▶ TASK DIRECTIONS: Update the rows starting at the line that contains "Find the baseboard" and ending at the end of the rows by replacing "segment" with "outline", keeping everything else unchanged. Leave the pictures out of your answer.

Named region outline rows:
┌────────

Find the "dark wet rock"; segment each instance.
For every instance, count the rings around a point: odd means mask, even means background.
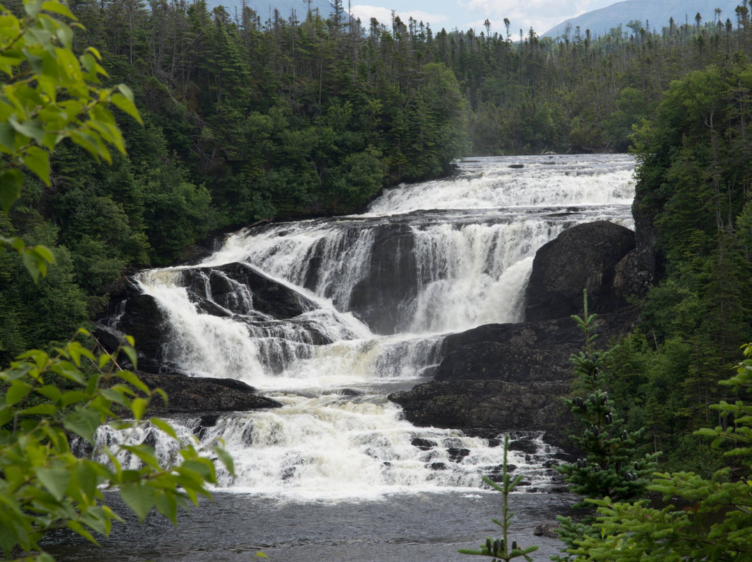
[[[233,317],[247,325],[249,334],[258,337],[260,345],[277,348],[268,361],[274,373],[282,371],[295,358],[307,356],[306,346],[332,343],[320,325],[305,316],[318,308],[314,302],[250,265],[231,263],[184,269],[179,275],[178,285],[187,289],[199,313]],[[116,349],[127,334],[135,340],[139,370],[155,373],[180,370],[168,358],[174,336],[166,315],[134,281],[123,283],[108,313],[96,325],[95,334],[108,351]]]
[[[538,443],[531,439],[517,439],[510,442],[509,450],[535,455],[538,452]]]
[[[408,225],[391,225],[376,233],[368,273],[353,288],[347,307],[376,334],[395,334],[405,322],[405,309],[417,294],[414,249]]]
[[[436,446],[436,443],[434,441],[423,437],[413,437],[410,443],[421,451],[430,451]]]
[[[527,287],[526,319],[548,320],[579,313],[583,289],[587,289],[592,312],[610,313],[626,307],[626,297],[632,291],[624,279],[631,270],[629,261],[621,264],[618,279],[617,266],[635,248],[635,233],[608,221],[564,231],[535,253]]]
[[[566,444],[561,397],[569,383],[500,380],[432,381],[390,394],[420,426],[459,428],[484,437],[509,430],[546,431],[545,440]]]
[[[111,310],[117,314],[115,325],[105,322],[94,324],[94,335],[105,348],[114,352],[125,342],[126,334],[132,336],[135,343],[138,367],[148,372],[159,372],[165,361],[164,345],[167,343],[167,319],[156,301],[141,292],[132,281],[126,283],[113,302]],[[127,358],[118,358],[125,364]]]
[[[599,315],[596,322],[599,342],[606,345],[612,337],[631,330],[638,316],[638,311],[632,308]],[[520,384],[569,381],[572,379],[569,355],[582,343],[582,331],[571,318],[489,324],[447,336],[444,357],[434,379]]]
[[[535,536],[548,536],[551,539],[558,539],[559,533],[556,533],[556,529],[559,528],[559,521],[544,521],[539,524],[532,534]]]
[[[259,396],[252,386],[232,379],[147,373],[140,373],[138,376],[150,388],[159,388],[167,394],[166,406],[159,397],[152,400],[152,411],[157,413],[246,412],[282,406]]]
[[[340,388],[337,391],[337,394],[339,396],[347,396],[347,397],[355,397],[355,396],[363,396],[365,393],[362,390],[357,390],[356,388]]]
[[[318,308],[311,299],[264,275],[247,264],[231,263],[211,267],[184,270],[181,285],[194,302],[211,297],[220,306],[236,314],[254,310],[284,320]],[[250,293],[253,307],[243,298]]]
[[[494,324],[447,336],[434,379],[390,400],[414,424],[459,428],[496,437],[510,431],[542,431],[547,443],[571,449],[570,412],[561,397],[572,378],[569,356],[583,334],[569,318],[598,313],[599,343],[631,331],[639,311],[626,306],[632,290],[618,283],[617,265],[635,248],[634,233],[610,222],[581,225],[538,250],[528,289],[528,312],[537,321]],[[622,262],[623,274],[626,262]],[[511,449],[535,454],[532,442]]]
[[[638,314],[626,309],[599,316],[599,343],[607,345],[630,330]],[[452,334],[435,379],[389,398],[419,426],[458,428],[487,438],[542,431],[547,443],[570,449],[571,415],[561,397],[570,391],[569,355],[580,349],[582,337],[571,319],[489,325]],[[534,443],[528,443],[523,450],[535,453]],[[513,441],[511,448],[523,444]]]
[[[469,449],[461,447],[450,447],[447,449],[449,460],[453,463],[458,463],[470,454]]]

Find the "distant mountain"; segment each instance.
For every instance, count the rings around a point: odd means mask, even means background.
[[[297,20],[302,21],[305,19],[305,14],[308,11],[308,3],[307,0],[246,0],[246,5],[256,11],[261,17],[261,23],[271,20],[274,8],[279,11],[280,17],[283,20],[290,17],[293,11],[295,10]],[[235,17],[236,12],[240,15],[241,8],[243,5],[242,0],[207,0],[207,6],[211,11],[217,6],[224,6],[227,12]],[[347,3],[344,3],[347,8]],[[332,11],[332,4],[329,0],[311,0],[311,11],[318,8],[319,14],[325,20],[329,17],[329,12]]]
[[[717,8],[721,10],[721,20],[725,22],[729,18],[735,26],[735,8],[741,3],[741,0],[626,0],[562,22],[542,37],[555,39],[564,35],[567,24],[572,25],[570,37],[574,36],[578,26],[583,37],[586,29],[590,29],[593,37],[600,37],[620,23],[626,29],[626,24],[634,20],[641,22],[643,26],[648,22],[651,29],[668,26],[672,17],[678,25],[687,22],[693,25],[698,12],[705,23],[714,21]]]

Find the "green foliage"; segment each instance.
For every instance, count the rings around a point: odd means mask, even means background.
[[[585,497],[629,499],[644,493],[649,476],[656,467],[656,455],[635,457],[635,446],[644,430],[628,431],[624,420],[616,417],[614,401],[604,390],[603,371],[615,349],[596,350],[594,346],[595,314],[587,312],[587,292],[584,292],[583,316],[573,316],[585,336],[585,343],[569,361],[574,366],[576,396],[565,403],[583,428],[581,434],[570,436],[575,446],[584,453],[574,464],[561,464],[556,470],[575,494]],[[582,506],[584,503],[576,506]]]
[[[70,138],[95,159],[111,162],[108,144],[124,152],[112,104],[137,120],[133,93],[125,85],[101,88],[107,73],[99,53],[73,52],[73,30],[51,14],[75,17],[58,0],[27,0],[19,18],[0,8],[0,209],[8,213],[21,193],[21,168],[51,184],[50,153]],[[43,246],[27,247],[17,237],[0,237],[21,254],[35,279],[47,273],[53,256]]]
[[[23,8],[22,19],[4,8],[0,12],[0,71],[7,75],[0,93],[0,152],[5,155],[0,245],[17,250],[0,253],[0,358],[30,343],[56,339],[86,316],[83,294],[73,279],[76,256],[56,245],[58,228],[26,207],[17,205],[9,215],[21,197],[21,170],[53,186],[50,154],[65,138],[98,161],[112,162],[108,144],[120,151],[125,146],[108,106],[141,120],[126,86],[92,85],[105,75],[98,52],[89,48],[77,59],[71,27],[47,14],[72,18],[65,5],[27,0]],[[80,191],[68,191],[74,201],[70,209],[77,214],[67,232],[81,229],[74,240],[86,243],[85,251],[95,258],[106,242],[119,244],[121,255],[130,252],[138,261],[145,248],[138,227],[138,192],[129,191],[135,183],[127,161],[114,162],[122,165],[99,183],[105,192],[120,189],[120,204],[101,193],[87,198]],[[27,246],[16,234],[41,243]],[[52,262],[56,267],[47,274],[47,264]],[[92,263],[87,274],[106,261]],[[38,284],[20,282],[22,269]],[[44,278],[41,283],[40,276]],[[115,356],[123,352],[135,365],[132,346],[129,338]],[[214,464],[194,443],[179,443],[180,458],[166,460],[144,443],[97,446],[95,434],[100,426],[135,428],[156,397],[166,400],[163,391],[150,389],[133,373],[121,370],[114,356],[95,355],[76,340],[52,353],[21,353],[0,371],[0,548],[6,559],[50,560],[40,541],[55,529],[70,529],[96,543],[95,534],[108,535],[112,522],[121,520],[105,501],[108,489],[117,489],[141,521],[156,506],[173,523],[178,508],[197,504],[199,495],[209,496],[208,485],[217,481]],[[150,423],[177,440],[169,424],[158,419]],[[71,450],[74,438],[95,447],[108,461],[77,457]],[[137,458],[141,467],[125,468],[118,460],[123,452]],[[217,447],[214,454],[232,471],[226,452]]]
[[[744,346],[747,358],[736,375],[721,382],[736,393],[752,390],[752,344]],[[583,538],[572,554],[581,560],[748,560],[752,557],[750,488],[752,481],[752,406],[743,400],[721,400],[713,406],[732,423],[702,428],[696,435],[713,440],[713,446],[733,465],[702,478],[690,472],[662,473],[649,489],[664,501],[681,502],[663,509],[646,502],[591,500],[598,506],[594,527],[599,533]]]
[[[605,390],[607,365],[619,348],[596,349],[595,314],[587,312],[587,291],[583,291],[582,316],[573,316],[585,336],[585,343],[578,354],[569,361],[576,376],[575,394],[564,402],[574,415],[575,422],[584,428],[581,434],[569,436],[572,443],[584,456],[573,464],[556,467],[571,491],[584,496],[575,507],[584,507],[595,499],[603,497],[629,500],[644,494],[649,478],[656,468],[658,453],[636,454],[636,445],[642,438],[644,428],[629,431],[623,419],[616,417],[613,400]],[[566,545],[564,553],[552,557],[558,562],[578,560],[573,554],[578,546],[589,537],[597,536],[598,529],[592,525],[592,518],[578,521],[571,517],[559,516],[559,538]]]
[[[119,352],[135,364],[132,343],[129,340]],[[102,424],[135,428],[146,422],[152,400],[166,400],[164,392],[120,370],[114,356],[94,355],[71,341],[51,355],[26,352],[0,371],[0,548],[6,558],[26,552],[50,560],[39,543],[54,529],[67,527],[96,543],[97,535],[108,535],[112,522],[121,520],[106,503],[108,490],[117,490],[141,521],[156,506],[174,524],[178,508],[209,496],[207,485],[216,483],[214,464],[193,443],[180,443],[180,458],[166,463],[144,443],[96,445],[95,434]],[[177,440],[167,422],[150,422]],[[73,437],[95,446],[109,462],[74,455]],[[141,467],[125,468],[118,461],[124,451],[138,458]],[[214,454],[232,470],[221,448]]]
[[[478,556],[487,556],[493,558],[493,560],[509,560],[523,557],[528,562],[532,562],[532,558],[529,556],[532,552],[538,550],[538,546],[523,547],[517,545],[516,540],[509,542],[509,527],[511,524],[511,518],[514,514],[509,510],[509,494],[511,494],[517,485],[522,481],[522,474],[518,474],[514,479],[509,474],[507,466],[507,453],[509,450],[509,436],[504,436],[504,462],[502,465],[502,482],[497,484],[487,476],[484,476],[483,480],[496,491],[502,494],[502,518],[493,519],[493,522],[502,527],[501,539],[487,538],[486,542],[481,545],[478,548],[460,548],[459,552],[462,554],[475,554]]]

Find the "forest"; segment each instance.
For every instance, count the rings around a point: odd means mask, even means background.
[[[5,5],[20,13],[20,2]],[[435,31],[412,19],[353,20],[203,0],[73,0],[111,85],[128,83],[144,125],[117,115],[112,165],[62,143],[49,185],[27,175],[0,234],[50,249],[28,283],[0,252],[0,363],[67,341],[122,276],[185,258],[192,245],[260,221],[345,214],[382,189],[437,177],[463,156],[625,152],[638,159],[635,214],[648,217],[660,283],[605,384],[641,453],[666,470],[728,464],[701,427],[752,340],[752,21],[633,21],[557,40]],[[739,467],[731,465],[732,468]]]

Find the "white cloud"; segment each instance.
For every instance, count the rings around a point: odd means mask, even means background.
[[[537,34],[545,33],[550,29],[564,20],[579,16],[602,5],[596,0],[578,0],[575,2],[562,2],[561,0],[464,0],[461,2],[468,20],[479,18],[480,25],[472,26],[480,30],[483,22],[487,18],[492,24],[493,30],[497,33],[505,32],[504,18],[511,23],[510,32],[512,38],[518,38],[520,29],[526,35],[532,27]]]
[[[447,16],[441,14],[428,14],[420,10],[396,10],[396,14],[399,16],[403,23],[407,23],[411,17],[418,22],[431,24],[432,28],[436,28],[437,24],[440,25],[450,20]],[[350,12],[354,17],[360,18],[360,22],[363,27],[368,29],[368,22],[371,17],[375,17],[379,23],[383,23],[387,27],[392,26],[392,11],[388,8],[382,6],[368,6],[365,5],[358,5],[350,8]]]

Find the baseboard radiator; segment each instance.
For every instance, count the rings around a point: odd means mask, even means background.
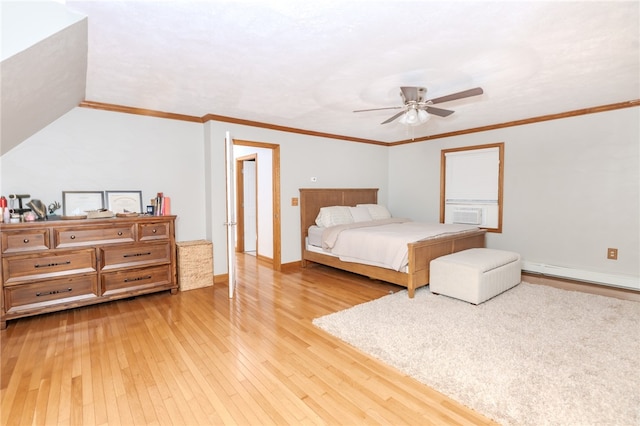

└────────

▶ WORKED SOLUTION:
Find the baseboard radiator; outline each instance.
For every instance, count the rings around a point: odd means mask, even means background.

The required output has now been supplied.